== DATA PROVIDED ==
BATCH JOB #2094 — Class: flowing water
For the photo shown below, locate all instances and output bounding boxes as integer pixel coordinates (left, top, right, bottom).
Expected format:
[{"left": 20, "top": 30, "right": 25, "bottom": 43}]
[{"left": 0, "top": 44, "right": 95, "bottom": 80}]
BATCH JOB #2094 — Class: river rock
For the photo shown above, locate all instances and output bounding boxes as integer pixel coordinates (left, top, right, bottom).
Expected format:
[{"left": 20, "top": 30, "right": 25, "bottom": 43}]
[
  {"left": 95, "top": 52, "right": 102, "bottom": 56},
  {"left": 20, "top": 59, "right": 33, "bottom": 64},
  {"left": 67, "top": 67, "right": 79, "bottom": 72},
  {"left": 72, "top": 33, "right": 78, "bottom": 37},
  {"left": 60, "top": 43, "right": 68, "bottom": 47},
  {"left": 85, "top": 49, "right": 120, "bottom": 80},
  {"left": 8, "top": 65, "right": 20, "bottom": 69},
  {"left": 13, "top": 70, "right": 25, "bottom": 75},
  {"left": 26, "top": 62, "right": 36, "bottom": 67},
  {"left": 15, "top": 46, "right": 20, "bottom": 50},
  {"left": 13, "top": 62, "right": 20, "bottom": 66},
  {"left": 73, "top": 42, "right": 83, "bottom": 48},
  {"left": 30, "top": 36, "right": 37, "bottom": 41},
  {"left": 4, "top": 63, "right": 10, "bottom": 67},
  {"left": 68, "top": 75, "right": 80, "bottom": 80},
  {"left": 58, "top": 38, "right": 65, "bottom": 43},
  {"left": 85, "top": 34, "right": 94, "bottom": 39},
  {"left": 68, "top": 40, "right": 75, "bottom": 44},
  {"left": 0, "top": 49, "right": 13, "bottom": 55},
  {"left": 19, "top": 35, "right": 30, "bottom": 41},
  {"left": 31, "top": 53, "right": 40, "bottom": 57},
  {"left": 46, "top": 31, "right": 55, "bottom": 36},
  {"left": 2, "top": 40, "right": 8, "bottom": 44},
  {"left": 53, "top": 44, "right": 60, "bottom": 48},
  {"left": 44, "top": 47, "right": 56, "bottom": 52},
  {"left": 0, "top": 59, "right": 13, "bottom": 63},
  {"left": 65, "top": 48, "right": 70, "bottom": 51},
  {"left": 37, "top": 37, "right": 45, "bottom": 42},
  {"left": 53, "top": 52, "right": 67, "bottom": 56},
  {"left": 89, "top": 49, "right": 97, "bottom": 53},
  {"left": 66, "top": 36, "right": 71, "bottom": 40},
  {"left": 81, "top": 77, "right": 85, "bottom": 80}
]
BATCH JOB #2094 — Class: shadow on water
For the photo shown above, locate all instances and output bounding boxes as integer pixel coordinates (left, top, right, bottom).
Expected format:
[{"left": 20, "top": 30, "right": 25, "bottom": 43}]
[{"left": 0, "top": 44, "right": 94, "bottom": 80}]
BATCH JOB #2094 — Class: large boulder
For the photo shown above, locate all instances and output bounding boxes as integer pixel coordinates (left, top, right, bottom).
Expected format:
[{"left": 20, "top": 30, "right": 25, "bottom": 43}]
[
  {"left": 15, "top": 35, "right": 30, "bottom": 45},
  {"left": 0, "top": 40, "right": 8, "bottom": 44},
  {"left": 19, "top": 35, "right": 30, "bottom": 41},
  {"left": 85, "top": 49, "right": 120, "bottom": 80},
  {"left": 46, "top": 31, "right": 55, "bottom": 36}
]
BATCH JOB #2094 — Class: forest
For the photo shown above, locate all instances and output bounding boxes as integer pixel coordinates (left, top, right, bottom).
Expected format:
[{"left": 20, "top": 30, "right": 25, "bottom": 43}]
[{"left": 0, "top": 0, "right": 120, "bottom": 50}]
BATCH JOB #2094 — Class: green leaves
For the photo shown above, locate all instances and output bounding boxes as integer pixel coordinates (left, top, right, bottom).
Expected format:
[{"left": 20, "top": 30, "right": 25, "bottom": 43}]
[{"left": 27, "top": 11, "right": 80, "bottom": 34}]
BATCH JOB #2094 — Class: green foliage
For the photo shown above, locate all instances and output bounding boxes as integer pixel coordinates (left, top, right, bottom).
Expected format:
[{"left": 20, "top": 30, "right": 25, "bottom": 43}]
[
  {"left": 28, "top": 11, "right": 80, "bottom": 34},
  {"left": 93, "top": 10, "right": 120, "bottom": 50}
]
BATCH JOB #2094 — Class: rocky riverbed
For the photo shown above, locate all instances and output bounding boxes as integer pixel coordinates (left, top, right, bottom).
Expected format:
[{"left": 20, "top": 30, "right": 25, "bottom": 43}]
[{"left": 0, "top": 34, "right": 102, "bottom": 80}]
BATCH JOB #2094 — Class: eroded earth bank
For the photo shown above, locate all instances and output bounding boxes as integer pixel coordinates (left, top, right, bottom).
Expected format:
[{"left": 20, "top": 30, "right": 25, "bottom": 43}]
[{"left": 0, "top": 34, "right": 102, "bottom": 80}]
===
_INSTRUCTIONS FOR THE TASK_.
Give the lines again from the one containing "BATCH JOB #2094 — Class: rocky riverbed" through the end of the items, both included, with "Expected format" replaced by "Required format" and everything else unchanged.

_ANSWER TO THIS TASK_.
BATCH JOB #2094 — Class: rocky riverbed
For the photo shown above, locate all instances and output bounding boxes as integer pixel coordinates (left, top, right, bottom).
Required format:
[{"left": 20, "top": 30, "right": 25, "bottom": 43}]
[{"left": 0, "top": 34, "right": 102, "bottom": 80}]
BATCH JOB #2094 — Class: eroded earth bank
For the photo shown above, locate all instances and output bounding boxes as integer pixel coordinates (left, top, right, bottom).
Required format:
[{"left": 20, "top": 30, "right": 25, "bottom": 43}]
[{"left": 0, "top": 34, "right": 102, "bottom": 80}]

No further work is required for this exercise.